THE REQUEST: Rewrite all the records below, replacing "asphalt road" with "paved street" and changing nothing else. Leave out the pictures.

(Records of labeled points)
::::
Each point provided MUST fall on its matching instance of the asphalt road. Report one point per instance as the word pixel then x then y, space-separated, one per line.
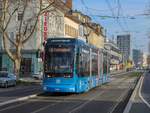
pixel 142 94
pixel 10 93
pixel 103 99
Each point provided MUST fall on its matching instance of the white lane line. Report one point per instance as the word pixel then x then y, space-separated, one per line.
pixel 85 103
pixel 118 100
pixel 13 106
pixel 140 95
pixel 43 108
pixel 18 99
pixel 131 100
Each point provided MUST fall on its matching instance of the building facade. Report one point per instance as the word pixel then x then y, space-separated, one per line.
pixel 137 58
pixel 61 21
pixel 124 44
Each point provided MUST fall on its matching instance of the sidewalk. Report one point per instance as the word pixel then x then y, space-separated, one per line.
pixel 136 103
::::
RESPONSE BELOW:
Each point provided MUST fall on its matching instance of the paved street. Report one point per instance as the word pixel then x then y, space-separated, one per line.
pixel 142 94
pixel 10 93
pixel 103 99
Each point provided MUST fall on its matching instance of the white lane line. Report one point per instance as the word pixel then x then y, space-separated, one per line.
pixel 85 103
pixel 118 100
pixel 13 106
pixel 140 95
pixel 43 108
pixel 18 99
pixel 131 100
Each point provided MUST fall on its matching instance of the building facade. Report one point per instance as the word pixel then x then y, space-separated, one per line.
pixel 137 58
pixel 61 21
pixel 124 44
Each point provided MUST fall on its matching instance of the sidewalk. Report one point per instance as the word pixel then x then y, space-separated, one per line.
pixel 136 103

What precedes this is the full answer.